--- Information given Enclosed Below ---

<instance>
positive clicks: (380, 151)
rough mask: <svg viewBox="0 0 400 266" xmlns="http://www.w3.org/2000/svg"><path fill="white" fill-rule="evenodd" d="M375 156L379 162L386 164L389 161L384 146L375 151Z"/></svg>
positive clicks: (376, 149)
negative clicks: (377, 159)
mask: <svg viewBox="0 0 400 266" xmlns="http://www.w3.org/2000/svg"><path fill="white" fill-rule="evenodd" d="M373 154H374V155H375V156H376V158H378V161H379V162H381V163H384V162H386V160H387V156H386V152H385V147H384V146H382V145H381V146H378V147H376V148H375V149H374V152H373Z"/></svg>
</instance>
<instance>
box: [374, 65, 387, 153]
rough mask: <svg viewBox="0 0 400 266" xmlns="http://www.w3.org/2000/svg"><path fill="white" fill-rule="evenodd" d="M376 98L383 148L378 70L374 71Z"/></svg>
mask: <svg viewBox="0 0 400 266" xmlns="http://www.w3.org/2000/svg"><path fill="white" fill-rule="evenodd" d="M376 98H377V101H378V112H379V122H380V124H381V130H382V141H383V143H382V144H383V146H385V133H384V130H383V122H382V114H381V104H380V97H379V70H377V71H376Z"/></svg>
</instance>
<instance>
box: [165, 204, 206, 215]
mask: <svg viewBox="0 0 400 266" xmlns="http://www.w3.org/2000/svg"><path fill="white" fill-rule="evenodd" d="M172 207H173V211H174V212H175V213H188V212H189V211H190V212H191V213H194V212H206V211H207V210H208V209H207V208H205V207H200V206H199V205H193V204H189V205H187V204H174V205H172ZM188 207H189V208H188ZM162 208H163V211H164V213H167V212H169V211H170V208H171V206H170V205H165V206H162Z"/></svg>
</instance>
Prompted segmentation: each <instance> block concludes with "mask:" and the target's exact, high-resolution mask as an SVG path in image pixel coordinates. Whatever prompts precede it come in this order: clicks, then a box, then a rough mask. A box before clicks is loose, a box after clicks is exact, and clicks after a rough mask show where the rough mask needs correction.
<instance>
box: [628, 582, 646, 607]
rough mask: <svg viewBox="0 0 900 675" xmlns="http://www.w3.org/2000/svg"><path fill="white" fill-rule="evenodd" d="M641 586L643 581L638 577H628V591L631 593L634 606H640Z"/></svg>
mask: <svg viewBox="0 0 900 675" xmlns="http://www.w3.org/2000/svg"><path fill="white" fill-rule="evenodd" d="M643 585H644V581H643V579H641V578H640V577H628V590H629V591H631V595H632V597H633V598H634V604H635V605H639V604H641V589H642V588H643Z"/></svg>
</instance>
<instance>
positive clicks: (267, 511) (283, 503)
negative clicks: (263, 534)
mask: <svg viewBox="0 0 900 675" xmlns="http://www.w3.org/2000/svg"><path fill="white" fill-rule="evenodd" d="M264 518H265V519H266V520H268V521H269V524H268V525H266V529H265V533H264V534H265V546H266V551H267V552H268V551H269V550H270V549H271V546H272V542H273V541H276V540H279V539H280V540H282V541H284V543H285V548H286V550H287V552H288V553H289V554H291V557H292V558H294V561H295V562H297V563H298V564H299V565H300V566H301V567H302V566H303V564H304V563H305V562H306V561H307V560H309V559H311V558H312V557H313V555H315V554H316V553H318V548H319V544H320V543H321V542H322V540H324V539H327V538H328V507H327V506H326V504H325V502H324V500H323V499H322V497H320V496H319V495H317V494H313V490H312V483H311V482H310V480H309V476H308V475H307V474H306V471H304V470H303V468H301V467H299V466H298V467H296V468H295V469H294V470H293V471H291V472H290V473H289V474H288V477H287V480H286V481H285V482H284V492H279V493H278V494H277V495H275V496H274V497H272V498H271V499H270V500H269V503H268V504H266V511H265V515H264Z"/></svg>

--- End of Enclosed Information given ---
--- Information given Enclosed Below ---

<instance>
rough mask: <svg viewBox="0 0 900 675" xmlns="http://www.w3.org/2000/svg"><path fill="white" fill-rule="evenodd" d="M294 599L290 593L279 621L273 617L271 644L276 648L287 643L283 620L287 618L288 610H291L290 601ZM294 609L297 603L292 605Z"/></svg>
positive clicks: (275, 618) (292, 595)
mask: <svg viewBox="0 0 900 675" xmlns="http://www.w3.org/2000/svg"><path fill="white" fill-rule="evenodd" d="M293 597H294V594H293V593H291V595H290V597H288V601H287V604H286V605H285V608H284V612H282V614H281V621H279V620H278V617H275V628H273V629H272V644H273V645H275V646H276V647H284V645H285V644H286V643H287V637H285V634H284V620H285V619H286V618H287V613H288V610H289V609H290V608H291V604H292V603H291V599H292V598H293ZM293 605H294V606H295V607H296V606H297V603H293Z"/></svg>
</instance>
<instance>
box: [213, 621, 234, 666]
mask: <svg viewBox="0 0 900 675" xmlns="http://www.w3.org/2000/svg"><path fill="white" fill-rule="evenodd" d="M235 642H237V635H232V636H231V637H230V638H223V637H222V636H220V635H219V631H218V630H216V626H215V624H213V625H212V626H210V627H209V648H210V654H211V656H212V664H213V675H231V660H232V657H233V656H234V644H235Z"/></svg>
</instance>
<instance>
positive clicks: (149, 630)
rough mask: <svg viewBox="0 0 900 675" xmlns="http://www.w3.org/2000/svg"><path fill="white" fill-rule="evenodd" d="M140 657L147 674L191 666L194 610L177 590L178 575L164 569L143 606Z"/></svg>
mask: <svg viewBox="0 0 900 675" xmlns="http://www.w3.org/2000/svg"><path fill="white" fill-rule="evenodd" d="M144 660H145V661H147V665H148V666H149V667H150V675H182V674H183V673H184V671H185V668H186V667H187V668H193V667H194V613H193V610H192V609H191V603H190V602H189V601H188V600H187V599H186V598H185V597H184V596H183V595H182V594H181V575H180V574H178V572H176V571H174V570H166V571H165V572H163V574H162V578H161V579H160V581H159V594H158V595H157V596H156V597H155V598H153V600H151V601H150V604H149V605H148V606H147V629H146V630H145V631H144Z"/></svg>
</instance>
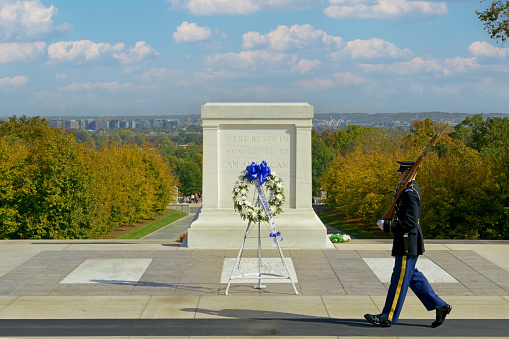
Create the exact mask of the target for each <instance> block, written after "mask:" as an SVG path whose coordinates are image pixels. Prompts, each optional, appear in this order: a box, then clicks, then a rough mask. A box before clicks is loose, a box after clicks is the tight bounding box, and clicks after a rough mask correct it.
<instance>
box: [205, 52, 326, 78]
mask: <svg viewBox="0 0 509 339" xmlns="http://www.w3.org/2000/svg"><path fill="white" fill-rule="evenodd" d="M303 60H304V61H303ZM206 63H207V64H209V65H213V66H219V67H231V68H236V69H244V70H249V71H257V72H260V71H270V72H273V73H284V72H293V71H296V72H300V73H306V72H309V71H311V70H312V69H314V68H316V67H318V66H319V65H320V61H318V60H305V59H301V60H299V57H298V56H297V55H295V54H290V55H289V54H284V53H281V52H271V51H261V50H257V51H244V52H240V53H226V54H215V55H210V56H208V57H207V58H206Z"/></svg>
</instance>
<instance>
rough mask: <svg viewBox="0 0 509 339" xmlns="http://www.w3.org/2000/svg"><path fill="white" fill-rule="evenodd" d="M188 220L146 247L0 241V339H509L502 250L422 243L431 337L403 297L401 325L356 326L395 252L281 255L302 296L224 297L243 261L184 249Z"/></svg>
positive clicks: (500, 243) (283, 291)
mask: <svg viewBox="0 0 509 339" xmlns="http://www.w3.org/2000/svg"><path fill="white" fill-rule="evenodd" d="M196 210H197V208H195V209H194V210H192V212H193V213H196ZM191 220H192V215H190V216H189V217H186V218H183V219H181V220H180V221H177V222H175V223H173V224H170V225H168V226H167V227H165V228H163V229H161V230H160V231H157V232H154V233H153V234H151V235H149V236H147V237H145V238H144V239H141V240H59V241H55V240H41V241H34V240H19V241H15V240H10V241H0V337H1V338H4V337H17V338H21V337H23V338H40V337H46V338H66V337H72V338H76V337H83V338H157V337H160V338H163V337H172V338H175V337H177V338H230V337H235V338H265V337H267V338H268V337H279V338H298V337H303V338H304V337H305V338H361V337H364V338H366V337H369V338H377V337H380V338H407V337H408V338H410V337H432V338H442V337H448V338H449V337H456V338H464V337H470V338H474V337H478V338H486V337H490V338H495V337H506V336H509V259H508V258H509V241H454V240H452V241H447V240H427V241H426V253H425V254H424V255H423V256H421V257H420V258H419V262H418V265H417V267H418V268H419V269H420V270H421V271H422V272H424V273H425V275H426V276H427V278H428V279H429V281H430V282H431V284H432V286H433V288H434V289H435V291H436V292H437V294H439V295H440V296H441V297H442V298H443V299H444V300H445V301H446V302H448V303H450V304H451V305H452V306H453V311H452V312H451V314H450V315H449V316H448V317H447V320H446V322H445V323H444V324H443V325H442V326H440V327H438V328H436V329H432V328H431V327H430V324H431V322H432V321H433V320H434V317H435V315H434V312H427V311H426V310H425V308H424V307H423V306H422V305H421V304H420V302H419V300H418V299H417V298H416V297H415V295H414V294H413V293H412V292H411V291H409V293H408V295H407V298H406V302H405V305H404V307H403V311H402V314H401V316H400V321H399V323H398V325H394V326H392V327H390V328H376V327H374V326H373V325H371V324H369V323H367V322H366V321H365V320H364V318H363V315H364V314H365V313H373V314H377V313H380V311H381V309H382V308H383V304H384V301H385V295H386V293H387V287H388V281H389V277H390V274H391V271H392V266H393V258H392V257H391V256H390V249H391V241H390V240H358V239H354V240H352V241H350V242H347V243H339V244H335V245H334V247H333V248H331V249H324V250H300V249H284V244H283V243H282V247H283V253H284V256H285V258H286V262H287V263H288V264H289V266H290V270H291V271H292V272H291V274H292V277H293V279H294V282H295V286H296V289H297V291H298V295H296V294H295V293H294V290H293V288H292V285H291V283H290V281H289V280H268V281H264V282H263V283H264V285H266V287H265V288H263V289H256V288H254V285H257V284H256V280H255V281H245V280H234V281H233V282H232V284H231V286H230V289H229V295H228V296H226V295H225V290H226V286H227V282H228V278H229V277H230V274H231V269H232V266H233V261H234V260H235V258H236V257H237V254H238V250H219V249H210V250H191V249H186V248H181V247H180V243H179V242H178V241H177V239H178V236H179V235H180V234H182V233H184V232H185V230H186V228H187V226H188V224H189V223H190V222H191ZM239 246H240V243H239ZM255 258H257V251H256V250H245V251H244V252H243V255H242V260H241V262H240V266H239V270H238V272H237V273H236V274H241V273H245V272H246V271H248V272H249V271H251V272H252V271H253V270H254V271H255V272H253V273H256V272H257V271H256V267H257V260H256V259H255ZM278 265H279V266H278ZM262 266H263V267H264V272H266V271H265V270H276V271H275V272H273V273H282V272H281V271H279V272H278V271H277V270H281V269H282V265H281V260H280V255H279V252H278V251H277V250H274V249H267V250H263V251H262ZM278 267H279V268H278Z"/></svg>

--- End of Enclosed Information given ---

_What you should do_: Identify every line in the records above that contains the string "this", and copy each one in full.

_Answer to the exercise_:
Prompted segmentation: each <instance> block concludes with "mask:" and the target's exact, high-resolution mask as an SVG path in image pixel coordinates. Whatever prompts precede it come in this order: clicks, then a box, then a rough mask. A box before clicks is loose, a box after clicks is exact, and clicks after a rough mask show where the rough mask needs correction.
Create the exact mask of the target for each <instance> block, written after "mask:" as an SVG path whose coordinates are image pixels. Prompts, each optional, appear in this order: a box, then clicks, then a rough mask. A box before clicks is loose, a box after clicks is the tight bounding box, and clicks after a rough mask correct it.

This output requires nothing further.